▸ Written tasks:
A. Reproduce the passage on John Wesley word for word, from its first line to its last.
B. Collect every line in the listing that contains the string "gray", matching its case.

▸ Provided passage:
Sunday, May 28, 1738 – Wesley’s new voice is not understood or accepted by some friends.  The practice of being asked not to preach again continued at St. George’s and the chapel in Long Acre.  Wesley wrote, “’Not as I will, but as Thou wilt.’”

So, this blog is at an end.  The Wesley brothers were on the leading edge of intense spiritual excitement.  The phenomena they experienced would have far reaching results.  Some who witnessed this were perplexed and perhaps confused.  Wesley continued on for many years.  John Wesley is credited with founding Methodism. The Journal and Diaries of John Wesley fill eight volumes by Curnoch.  Before Curnoch, Rev. Luke Tyerman provided insight into Wesley’s Journal and diaries.  This journey, “Wesley’s Warming Journey” followed John Wesley from the time he arrived at Tybee Island to his warming at Aldersgate.  Through his words and actions, the reader might discern for themselves how Wesley came to what he believed was a true faith, and if it was this faith than enabled him to establish a church with a broad following of other seekers of what they hoped was true faith.
Wesley looked to Martin Luther’s Preface as a turning point.  Luther had his own epic turning points, such as the new power of the printing press, that provided opportunities for new thought and enlightenment.  Wesley had the opportunity to visit a new world steeped in the Atlantic Zone of conflict with Protestant and Catholic nation states vying for control.  It was a new nation in the making that he visited and later provided the opportunity and skilled clergy to lead a new way of looking at faith.  It was a changing England also caught up in this opportunity for a new way of accepting faith.

▸ Input rows:
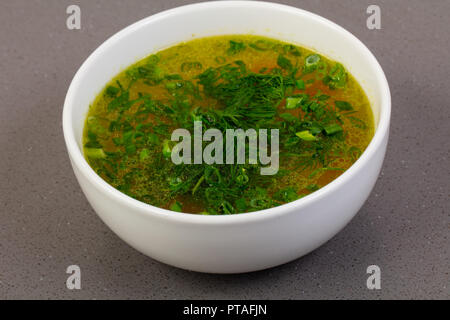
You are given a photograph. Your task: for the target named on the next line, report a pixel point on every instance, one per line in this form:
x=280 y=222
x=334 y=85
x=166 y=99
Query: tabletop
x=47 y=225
...
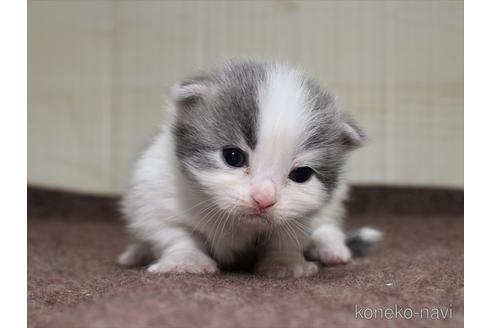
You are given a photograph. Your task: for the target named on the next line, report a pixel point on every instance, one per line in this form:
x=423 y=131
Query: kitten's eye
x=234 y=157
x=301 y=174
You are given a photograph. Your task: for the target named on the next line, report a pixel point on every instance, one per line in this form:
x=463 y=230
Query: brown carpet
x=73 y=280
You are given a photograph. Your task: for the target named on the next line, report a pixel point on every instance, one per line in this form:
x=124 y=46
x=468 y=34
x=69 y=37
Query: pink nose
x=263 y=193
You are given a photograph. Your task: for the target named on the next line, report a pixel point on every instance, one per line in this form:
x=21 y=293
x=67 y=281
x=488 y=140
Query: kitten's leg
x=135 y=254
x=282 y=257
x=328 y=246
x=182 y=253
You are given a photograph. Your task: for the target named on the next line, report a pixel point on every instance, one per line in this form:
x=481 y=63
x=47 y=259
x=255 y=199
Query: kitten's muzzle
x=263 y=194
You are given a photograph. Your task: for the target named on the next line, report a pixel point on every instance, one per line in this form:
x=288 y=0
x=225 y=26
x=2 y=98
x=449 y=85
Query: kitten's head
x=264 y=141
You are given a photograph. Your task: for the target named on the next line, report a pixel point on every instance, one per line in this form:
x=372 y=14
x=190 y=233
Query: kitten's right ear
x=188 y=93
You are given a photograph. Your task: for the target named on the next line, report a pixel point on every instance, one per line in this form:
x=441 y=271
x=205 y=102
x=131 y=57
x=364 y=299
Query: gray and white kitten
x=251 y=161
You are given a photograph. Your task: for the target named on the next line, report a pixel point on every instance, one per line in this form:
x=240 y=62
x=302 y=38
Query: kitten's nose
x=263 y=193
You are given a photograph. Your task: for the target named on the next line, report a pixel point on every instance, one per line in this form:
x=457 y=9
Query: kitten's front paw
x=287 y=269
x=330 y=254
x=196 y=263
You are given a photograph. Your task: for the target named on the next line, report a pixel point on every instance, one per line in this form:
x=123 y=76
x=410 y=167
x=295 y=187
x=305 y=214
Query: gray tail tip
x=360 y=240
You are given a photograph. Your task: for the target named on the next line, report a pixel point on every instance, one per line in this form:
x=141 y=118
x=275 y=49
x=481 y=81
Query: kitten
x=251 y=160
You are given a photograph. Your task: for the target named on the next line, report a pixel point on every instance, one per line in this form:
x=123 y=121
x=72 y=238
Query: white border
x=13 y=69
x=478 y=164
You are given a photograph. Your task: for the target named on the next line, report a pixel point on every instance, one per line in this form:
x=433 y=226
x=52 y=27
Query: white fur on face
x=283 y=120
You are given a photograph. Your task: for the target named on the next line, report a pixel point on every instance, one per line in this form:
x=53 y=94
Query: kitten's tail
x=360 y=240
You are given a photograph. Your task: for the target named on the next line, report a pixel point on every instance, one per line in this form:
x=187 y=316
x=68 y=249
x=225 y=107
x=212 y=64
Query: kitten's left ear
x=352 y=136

▸ Answers to the tasks:
A.
Sunday, May 28, 1738 – Wesley’s new voice is not understood or accepted by some friends.  The practice of being asked not to preach again continued at St. George’s and the chapel in Long Acre.  Wesley wrote, “’Not as I will, but as Thou wilt.’”

So, this blog is at an end.  The Wesley brothers were on the leading edge of intense spiritual excitement.  The phenomena they experienced would have far reaching results.  Some who witnessed this were perplexed and perhaps confused.  Wesley continued on for many years.  John Wesley is credited with founding Methodism. The Journal and Diaries of John Wesley fill eight volumes by Curnoch.  Before Curnoch, Rev. Luke Tyerman provided insight into Wesley’s Journal and diaries.  This journey, “Wesley’s Warming Journey” followed John Wesley from the time he arrived at Tybee Island to his warming at Aldersgate.  Through his words and actions, the reader might discern for themselves how Wesley came to what he believed was a true faith, and if it was this faith than enabled him to establish a church with a broad following of other seekers of what they hoped was true faith.
Wesley looked to Martin Luther’s Preface as a turning point.  Luther had his own epic turning points, such as the new power of the printing press, that provided opportunities for new thought and enlightenment.  Wesley had the opportunity to visit a new world steeped in the Atlantic Zone of conflict with Protestant and Catholic nation states vying for control.  It was a new nation in the making that he visited and later provided the opportunity and skilled clergy to lead a new way of looking at faith.  It was a changing England also caught up in this opportunity for a new way of accepting faith.

B.
Query: gray and white kitten
Query: gray tail tip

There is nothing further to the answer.